Add -48 to every bounding box coordinate in the answers while writing out the material again, starting with the line with "Visual grounding API — locates the dark" and going on through the line with "[0, 0, 640, 99]", with the requests kept and their sample coordinates left unchanged. Give only those lines, both ends included, and leave the pictures out.

Recorded data:
#####

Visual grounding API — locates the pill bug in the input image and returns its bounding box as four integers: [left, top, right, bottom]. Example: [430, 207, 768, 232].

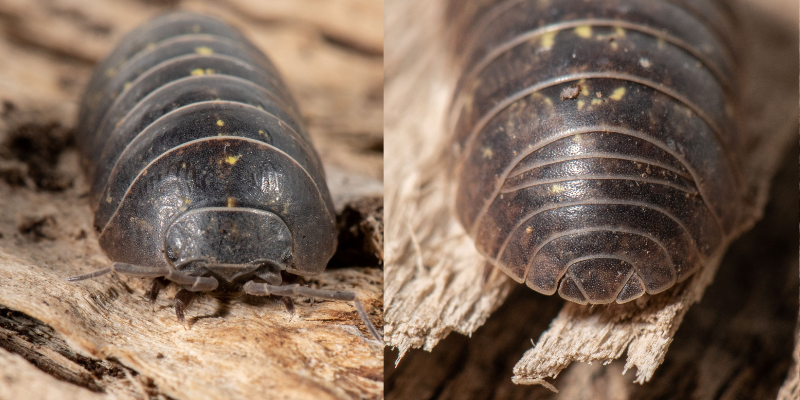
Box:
[70, 12, 379, 338]
[449, 0, 752, 304]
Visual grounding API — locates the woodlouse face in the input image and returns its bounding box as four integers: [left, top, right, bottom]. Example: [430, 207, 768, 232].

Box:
[164, 207, 292, 284]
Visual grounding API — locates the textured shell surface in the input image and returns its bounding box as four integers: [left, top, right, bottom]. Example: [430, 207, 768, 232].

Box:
[77, 12, 336, 286]
[449, 0, 747, 304]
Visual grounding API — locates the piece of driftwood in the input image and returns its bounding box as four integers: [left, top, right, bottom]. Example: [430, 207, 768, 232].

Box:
[0, 0, 383, 399]
[384, 1, 798, 386]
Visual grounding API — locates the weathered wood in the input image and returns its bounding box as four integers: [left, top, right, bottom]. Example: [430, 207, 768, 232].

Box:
[385, 1, 798, 386]
[0, 0, 383, 399]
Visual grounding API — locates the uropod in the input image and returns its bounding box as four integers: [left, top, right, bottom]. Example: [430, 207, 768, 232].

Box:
[449, 0, 752, 304]
[69, 12, 380, 338]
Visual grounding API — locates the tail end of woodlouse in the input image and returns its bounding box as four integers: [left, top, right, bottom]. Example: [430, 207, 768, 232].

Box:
[558, 257, 646, 304]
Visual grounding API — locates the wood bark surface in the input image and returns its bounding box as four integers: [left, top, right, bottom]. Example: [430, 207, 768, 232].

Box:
[0, 0, 383, 399]
[385, 0, 798, 390]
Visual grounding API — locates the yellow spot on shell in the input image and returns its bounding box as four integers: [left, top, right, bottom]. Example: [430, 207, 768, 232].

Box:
[194, 46, 214, 56]
[225, 156, 242, 165]
[575, 25, 592, 39]
[539, 32, 558, 50]
[608, 87, 625, 101]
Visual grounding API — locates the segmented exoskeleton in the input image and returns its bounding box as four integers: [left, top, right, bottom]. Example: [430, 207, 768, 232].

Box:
[73, 13, 378, 337]
[450, 0, 748, 304]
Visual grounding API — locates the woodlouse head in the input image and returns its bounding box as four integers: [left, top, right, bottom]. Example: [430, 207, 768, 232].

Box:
[164, 207, 292, 284]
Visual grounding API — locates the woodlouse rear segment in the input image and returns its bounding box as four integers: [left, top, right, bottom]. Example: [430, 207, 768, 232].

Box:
[451, 0, 744, 304]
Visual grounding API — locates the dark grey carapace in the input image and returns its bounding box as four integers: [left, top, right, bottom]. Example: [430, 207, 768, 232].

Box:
[73, 13, 374, 340]
[450, 0, 750, 304]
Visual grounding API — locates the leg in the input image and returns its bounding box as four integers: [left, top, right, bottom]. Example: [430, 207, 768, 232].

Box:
[483, 261, 494, 285]
[67, 263, 169, 282]
[164, 269, 219, 292]
[147, 277, 169, 304]
[281, 296, 294, 320]
[67, 267, 111, 282]
[244, 281, 383, 342]
[175, 289, 195, 325]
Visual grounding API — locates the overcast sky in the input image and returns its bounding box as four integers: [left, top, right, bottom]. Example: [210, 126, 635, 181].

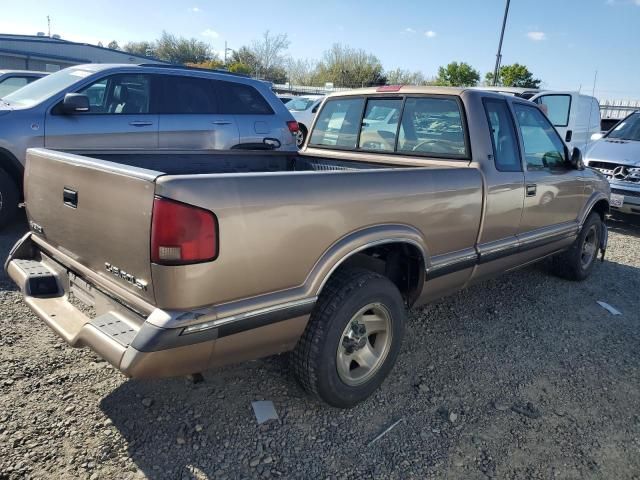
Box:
[0, 0, 640, 99]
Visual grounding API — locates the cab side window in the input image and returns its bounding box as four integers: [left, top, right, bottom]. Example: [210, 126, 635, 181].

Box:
[483, 98, 522, 172]
[78, 74, 151, 115]
[514, 103, 567, 171]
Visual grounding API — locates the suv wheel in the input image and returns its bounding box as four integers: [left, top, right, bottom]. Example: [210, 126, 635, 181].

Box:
[0, 168, 20, 228]
[292, 269, 406, 408]
[551, 212, 602, 280]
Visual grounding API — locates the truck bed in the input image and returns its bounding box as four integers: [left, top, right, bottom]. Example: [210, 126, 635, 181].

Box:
[25, 149, 482, 309]
[83, 151, 401, 175]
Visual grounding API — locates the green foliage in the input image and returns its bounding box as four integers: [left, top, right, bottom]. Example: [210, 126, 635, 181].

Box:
[123, 32, 218, 64]
[436, 62, 480, 87]
[485, 63, 542, 88]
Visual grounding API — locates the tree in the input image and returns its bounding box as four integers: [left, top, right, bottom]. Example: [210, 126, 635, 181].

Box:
[122, 42, 155, 57]
[317, 43, 386, 87]
[436, 62, 480, 87]
[155, 31, 216, 64]
[227, 62, 252, 75]
[485, 63, 542, 88]
[251, 30, 291, 71]
[287, 59, 318, 85]
[186, 58, 224, 70]
[229, 46, 261, 76]
[385, 68, 433, 85]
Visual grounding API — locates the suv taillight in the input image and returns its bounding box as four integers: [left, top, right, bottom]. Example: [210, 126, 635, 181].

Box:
[151, 197, 218, 265]
[287, 120, 300, 133]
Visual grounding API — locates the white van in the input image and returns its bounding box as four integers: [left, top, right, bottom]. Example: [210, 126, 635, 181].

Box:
[529, 91, 600, 152]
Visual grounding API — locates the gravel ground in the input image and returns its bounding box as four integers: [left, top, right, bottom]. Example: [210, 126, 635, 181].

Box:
[0, 215, 640, 479]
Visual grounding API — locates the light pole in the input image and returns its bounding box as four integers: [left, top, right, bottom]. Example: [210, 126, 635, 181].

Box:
[224, 40, 233, 67]
[493, 0, 511, 87]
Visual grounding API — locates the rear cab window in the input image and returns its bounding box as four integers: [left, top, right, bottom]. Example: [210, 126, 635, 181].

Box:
[309, 95, 469, 159]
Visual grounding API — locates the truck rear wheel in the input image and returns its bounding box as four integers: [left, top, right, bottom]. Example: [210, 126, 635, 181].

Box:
[0, 168, 20, 228]
[551, 212, 602, 280]
[292, 268, 406, 408]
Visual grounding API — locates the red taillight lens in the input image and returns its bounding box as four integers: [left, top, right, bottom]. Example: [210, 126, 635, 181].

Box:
[151, 197, 218, 265]
[287, 120, 300, 133]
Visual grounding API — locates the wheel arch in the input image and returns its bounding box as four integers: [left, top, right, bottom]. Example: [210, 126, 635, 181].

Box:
[310, 225, 429, 306]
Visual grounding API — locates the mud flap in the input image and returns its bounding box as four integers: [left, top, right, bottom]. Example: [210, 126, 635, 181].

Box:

#####

Correct answer:
Visual grounding API — locates the dark grey carapace in the input image and returns its bounding box as four integers: [left, top, right, bottom]. Example: [430, 207, 768, 232].

Box:
[25, -35, 326, 292]
[402, -48, 702, 256]
Visual grounding API — locates the leg in the input image and returns its bounding box as four integers: [left, top, right, bottom]. Example: [430, 207, 768, 232].

Box:
[435, 213, 446, 237]
[19, 215, 121, 234]
[116, 221, 171, 244]
[99, 229, 121, 256]
[233, 248, 246, 272]
[19, 219, 63, 234]
[196, 233, 335, 294]
[127, 241, 147, 277]
Visual grounding API — locates the overcast sky in the input image and returns its bounding box as four integers: [left, top, right, bottom]. Example: [210, 126, 635, 181].

Box:
[-48, -48, 592, 51]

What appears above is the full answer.